── Source information
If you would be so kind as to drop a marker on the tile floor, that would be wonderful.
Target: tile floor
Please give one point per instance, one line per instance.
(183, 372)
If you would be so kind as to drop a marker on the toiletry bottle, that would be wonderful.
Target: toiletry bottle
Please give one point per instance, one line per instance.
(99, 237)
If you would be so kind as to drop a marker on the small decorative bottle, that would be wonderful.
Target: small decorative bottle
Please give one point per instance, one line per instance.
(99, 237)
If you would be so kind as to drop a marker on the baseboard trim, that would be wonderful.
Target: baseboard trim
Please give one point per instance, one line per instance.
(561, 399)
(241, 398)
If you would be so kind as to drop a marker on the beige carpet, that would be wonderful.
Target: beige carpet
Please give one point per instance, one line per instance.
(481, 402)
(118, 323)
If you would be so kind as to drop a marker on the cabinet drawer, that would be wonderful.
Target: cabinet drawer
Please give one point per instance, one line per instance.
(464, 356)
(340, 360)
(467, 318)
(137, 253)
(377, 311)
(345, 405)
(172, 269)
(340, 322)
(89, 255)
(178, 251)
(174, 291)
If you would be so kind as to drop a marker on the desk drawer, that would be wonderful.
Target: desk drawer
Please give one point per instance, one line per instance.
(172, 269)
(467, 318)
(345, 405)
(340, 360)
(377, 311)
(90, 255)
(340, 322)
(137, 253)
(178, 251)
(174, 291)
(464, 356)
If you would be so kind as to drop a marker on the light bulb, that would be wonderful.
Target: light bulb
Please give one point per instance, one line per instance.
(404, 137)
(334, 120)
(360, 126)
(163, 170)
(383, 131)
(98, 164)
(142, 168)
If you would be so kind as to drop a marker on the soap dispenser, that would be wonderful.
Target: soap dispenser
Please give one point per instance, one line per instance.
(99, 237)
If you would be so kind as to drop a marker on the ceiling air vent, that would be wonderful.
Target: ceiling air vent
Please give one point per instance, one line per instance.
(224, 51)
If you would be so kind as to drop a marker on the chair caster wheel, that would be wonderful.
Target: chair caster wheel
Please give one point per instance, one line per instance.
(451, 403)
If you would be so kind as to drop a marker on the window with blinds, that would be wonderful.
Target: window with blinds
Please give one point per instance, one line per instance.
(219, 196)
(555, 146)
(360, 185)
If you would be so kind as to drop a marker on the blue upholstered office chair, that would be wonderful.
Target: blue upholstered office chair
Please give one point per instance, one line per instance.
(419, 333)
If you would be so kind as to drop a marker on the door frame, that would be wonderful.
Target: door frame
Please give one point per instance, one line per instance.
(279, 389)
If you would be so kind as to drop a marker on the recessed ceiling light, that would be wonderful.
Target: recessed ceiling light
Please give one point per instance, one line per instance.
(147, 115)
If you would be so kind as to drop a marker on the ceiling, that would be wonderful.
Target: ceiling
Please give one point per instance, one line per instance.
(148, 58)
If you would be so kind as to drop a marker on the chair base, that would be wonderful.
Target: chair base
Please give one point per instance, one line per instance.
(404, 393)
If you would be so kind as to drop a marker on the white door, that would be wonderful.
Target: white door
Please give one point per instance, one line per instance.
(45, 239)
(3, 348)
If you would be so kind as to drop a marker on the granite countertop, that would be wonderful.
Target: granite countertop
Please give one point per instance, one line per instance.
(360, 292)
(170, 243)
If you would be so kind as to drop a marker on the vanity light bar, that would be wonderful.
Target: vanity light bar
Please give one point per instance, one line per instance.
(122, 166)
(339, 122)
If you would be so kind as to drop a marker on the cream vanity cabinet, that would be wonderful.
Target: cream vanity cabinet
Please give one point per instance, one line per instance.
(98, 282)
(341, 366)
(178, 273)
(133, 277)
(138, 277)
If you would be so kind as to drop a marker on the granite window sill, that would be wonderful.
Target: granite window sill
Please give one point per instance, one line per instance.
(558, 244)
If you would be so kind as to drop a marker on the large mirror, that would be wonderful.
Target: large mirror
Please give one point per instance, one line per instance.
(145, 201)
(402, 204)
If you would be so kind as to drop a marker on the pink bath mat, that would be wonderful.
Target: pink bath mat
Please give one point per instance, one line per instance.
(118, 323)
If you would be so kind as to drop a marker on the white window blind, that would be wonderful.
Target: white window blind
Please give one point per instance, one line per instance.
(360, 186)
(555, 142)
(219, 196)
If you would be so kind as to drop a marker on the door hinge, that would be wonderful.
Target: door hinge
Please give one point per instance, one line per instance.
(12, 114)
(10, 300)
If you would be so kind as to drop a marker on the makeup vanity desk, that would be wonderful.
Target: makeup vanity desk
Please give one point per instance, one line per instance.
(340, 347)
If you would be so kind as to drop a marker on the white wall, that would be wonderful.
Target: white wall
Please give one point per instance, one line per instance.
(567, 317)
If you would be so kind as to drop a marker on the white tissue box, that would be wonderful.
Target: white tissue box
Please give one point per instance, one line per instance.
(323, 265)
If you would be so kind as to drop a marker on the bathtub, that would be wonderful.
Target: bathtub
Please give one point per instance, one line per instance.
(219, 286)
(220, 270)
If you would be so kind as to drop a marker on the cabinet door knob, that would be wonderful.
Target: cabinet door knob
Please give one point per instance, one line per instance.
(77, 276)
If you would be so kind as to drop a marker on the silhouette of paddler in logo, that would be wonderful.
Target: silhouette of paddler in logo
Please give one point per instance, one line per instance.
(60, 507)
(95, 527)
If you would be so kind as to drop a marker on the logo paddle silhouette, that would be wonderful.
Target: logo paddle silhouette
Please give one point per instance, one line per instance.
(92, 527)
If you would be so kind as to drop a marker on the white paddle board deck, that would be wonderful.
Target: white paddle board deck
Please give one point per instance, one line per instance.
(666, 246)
────
- Work task
With nothing added or dropped, reproduce all the data exactly.

- Answer section
If you would be so kind as to drop a marker on the tile floor, that would be wonderful.
Target: tile floor
Please give one point per instance, one line per instance.
(183, 372)
If you would be so kind as to drop a marker on the toiletry bottle, that would be wonderful.
Target: toiletry bottle
Please give one point per instance, one line per instance.
(99, 237)
If you would be so kind as to drop a marker on the small decorative bottle, that would be wonderful.
Target: small decorative bottle
Please give one point per instance, one line per instance.
(99, 237)
If you would be so kind as to drop a marker on the baseboard trim, that would be wonderful.
Target: baseboard trim
Please give one point per instance, one line per instance.
(561, 399)
(241, 398)
If you would be so kind as to drop a marker on the beige carpet, that would be wonderful.
Target: beige carpet
Please give one point per instance, one line per instance.
(481, 402)
(118, 323)
If you would be so kind as to drop a marker on the cabinet drawer, that would be wonderful.
Target: cabinet drawer
Please give one point per instance, one line per instance.
(464, 356)
(340, 360)
(467, 318)
(137, 253)
(377, 311)
(345, 405)
(172, 269)
(340, 322)
(89, 255)
(178, 251)
(174, 291)
If you would be so kind as to drop a marker on the desk drawer, that would be wonderful.
Target: desk drawer
Please give one point per instance, one line per instance.
(172, 269)
(467, 318)
(345, 405)
(340, 360)
(377, 311)
(90, 255)
(340, 322)
(137, 253)
(178, 251)
(174, 291)
(464, 356)
If you would be so kind as to drop a marker on the light bulb, that would be wonderful.
Target: light bulb
Please give one point per instance, one line per instance.
(404, 137)
(334, 120)
(360, 126)
(163, 170)
(383, 131)
(98, 164)
(142, 168)
If you would be so kind as to drop a marker on the soap dispenser, that would be wonderful.
Target: soap dispenser
Please give one point per instance, one line per instance.
(99, 237)
If you would be so kind as to drop a marker on the ceiling air vent, that would be wonderful.
Target: ceiling air vent
Please give one point per instance, one line per instance.
(224, 51)
If you would be so kind as to drop a marker on the chair caster wheel, that would be wonderful.
Target: chair caster wheel
Please give one point per instance, one line per instance.
(451, 403)
If you would be so kind as to drop a marker on the window with blinds, that would be wonderful.
Target: window with blinds
Please give one point per instance, one line per instance.
(219, 196)
(555, 146)
(360, 185)
If you would be so kind as to drop a marker on the blue upholstered office chair, that would be wonderful.
Target: blue upholstered office chair
Please give one point per instance, one line per instance.
(419, 333)
If you would be so kind as to drop a marker on the door frame, that would be wonderful.
Target: door frame
Please give one point per instance, one line per instance.
(279, 389)
If you would be so kind as to drop a marker on the recessed ceiling light, that would be wonderful.
Target: recessed ceiling light
Please give one point per instance, one line per instance.
(147, 115)
If you would be so kind as to drop a marker on the ceiling, that would be wonderful.
Target: ceiling
Please give one point per instance, one line per instance.
(148, 58)
If you would be so kind as to drop a marker on the chair base, that would be wonderful.
Target: chair base
Please give one point per instance, one line per instance.
(404, 393)
If you would be so kind as to drop a marker on the white door, that would be wonderful.
Target: white door
Please give one point per instance, one line per instance.
(45, 239)
(3, 348)
If you would be so kind as to drop a marker on the granite countertop, that would be wonderful.
Target: granite countertop
Please give one point per instance, one line per instance.
(360, 292)
(170, 243)
If you would be so kind as to drop a marker on the vanity light bar, that would be wonderful.
Target: vanity light bar
Please give one point per instance, one line per instance.
(122, 166)
(339, 122)
If you would be so kind as to drop a marker on the cream vanity cabinet, that would be wonderful.
Target: cream vanity cabinet
Please give one point per instance, one line per instance.
(98, 282)
(341, 366)
(178, 273)
(133, 277)
(138, 277)
If you would be so kind as to drop a marker on the granite window sill, that would be wonderful.
Target: granite window sill
Please give one point per instance, one line per instance.
(558, 244)
If you would be so kind as to drop a marker on the large mirror, that would be wonderful.
Target: large mirror
Please give one point per instance, one line per instance.
(145, 201)
(402, 204)
If you would be so kind as to drop a marker on the pink bath mat, that would be wonderful.
Target: pink bath mat
Please give one point per instance, one line per instance.
(118, 323)
If you would be so kind as to drop a marker on the white window blind, that would be wonderful.
Target: white window blind
Please give one point per instance, one line per instance.
(360, 186)
(555, 142)
(219, 196)
If you would be so kind as to drop a marker on the door hinge, that would be wonderful.
Target: door hinge
Please give one point per instance, one line per instance.
(12, 114)
(10, 300)
If you would be so kind as to drop a marker on the makeup vanity desk, that would be wonderful.
Target: makeup vanity desk
Please give one point per instance, one line per instance.
(340, 347)
If you would be so kind as to drop a marker on the white wall, that would be wonderful.
Target: white wall
Please give one point per instance, one line per instance.
(567, 317)
If you would be so kind as to drop a marker on the white tissue box, that would be wonderful.
Target: white tissue box
Please give one point per instance, one line per instance.
(323, 265)
If you would be so kind as to drop a marker on the bathtub, that would be wonderful.
Target: bathtub
Please give one point per instance, one line per instance.
(219, 286)
(220, 270)
If you would be so kind as to drop a marker on the cabinet door knob, that would be wonderful.
Target: cabinet door knob
Please give one point per instance, one line per instance.
(77, 276)
If you would be so kind as to drop a marker on the silhouette of paddler in logo, that would be wonderful.
Target: silhouette of paddler in logo
Please give one point per instance, one line per instance.
(60, 507)
(95, 527)
If you would be so kind as to drop a marker on the logo paddle silhouette, that would be wonderful.
Target: logo paddle silhouette
Please give one point per instance, one line per instance.
(92, 527)
If you would be so kind as to drop a marker on the white paddle board deck, that would be wonderful.
Target: white paddle board deck
Please give one point per instance, one line per instance.
(666, 246)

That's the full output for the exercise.